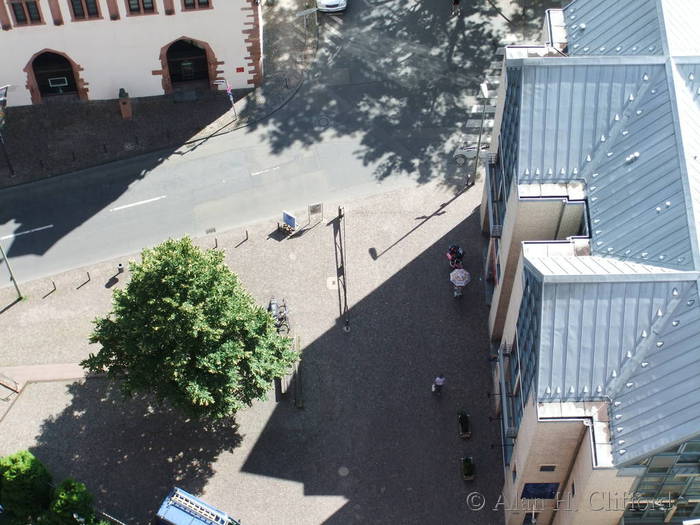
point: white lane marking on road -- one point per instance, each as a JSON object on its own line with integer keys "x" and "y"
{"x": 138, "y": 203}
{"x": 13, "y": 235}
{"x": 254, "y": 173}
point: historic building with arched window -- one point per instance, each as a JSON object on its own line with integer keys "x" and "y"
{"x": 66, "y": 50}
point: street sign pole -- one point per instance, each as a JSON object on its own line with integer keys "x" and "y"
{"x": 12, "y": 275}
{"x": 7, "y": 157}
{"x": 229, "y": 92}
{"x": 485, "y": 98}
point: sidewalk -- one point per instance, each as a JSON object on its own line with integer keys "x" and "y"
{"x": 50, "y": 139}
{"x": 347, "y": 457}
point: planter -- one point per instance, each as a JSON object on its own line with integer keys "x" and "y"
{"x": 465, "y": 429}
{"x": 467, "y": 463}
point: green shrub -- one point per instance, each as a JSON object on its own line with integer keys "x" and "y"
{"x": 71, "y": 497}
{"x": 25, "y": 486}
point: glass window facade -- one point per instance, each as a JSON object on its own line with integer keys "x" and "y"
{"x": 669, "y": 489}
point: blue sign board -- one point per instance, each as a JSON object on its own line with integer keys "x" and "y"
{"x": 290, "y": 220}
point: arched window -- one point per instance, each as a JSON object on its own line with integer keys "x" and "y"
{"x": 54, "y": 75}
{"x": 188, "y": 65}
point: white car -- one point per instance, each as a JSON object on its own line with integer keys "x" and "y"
---
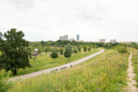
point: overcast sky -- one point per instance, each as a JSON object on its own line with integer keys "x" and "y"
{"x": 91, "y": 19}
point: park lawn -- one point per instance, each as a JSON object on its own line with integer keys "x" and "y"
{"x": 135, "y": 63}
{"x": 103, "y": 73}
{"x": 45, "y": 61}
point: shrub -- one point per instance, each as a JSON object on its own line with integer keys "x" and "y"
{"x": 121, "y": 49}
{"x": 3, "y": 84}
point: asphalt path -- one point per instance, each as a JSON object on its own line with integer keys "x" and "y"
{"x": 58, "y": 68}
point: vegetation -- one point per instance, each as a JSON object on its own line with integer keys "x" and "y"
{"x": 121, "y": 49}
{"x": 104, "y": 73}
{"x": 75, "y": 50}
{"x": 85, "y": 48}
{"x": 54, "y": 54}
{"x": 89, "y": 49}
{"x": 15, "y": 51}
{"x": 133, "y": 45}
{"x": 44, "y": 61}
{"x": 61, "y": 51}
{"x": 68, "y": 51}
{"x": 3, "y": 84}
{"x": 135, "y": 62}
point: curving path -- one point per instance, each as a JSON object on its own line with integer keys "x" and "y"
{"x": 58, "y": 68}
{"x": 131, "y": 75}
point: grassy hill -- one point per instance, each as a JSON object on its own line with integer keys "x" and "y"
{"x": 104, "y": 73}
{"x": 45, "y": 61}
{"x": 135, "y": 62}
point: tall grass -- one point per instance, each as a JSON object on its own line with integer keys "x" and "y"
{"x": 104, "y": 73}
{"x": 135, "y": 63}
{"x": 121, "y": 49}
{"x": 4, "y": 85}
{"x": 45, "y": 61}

> [DIRECTIONS FOR THIS TASK]:
Find each line in the records above that contains the string "arched" and copy those lines. Matching is case-sensitive.

> [COMPLETE OUTPUT]:
point: historic building with arched window -- one point per instance, each as a JSON object on its own line with integer keys "x" and "y"
point: arched window -- one point per instance, each as a JSON object on its own line with integer keys "x" and "y"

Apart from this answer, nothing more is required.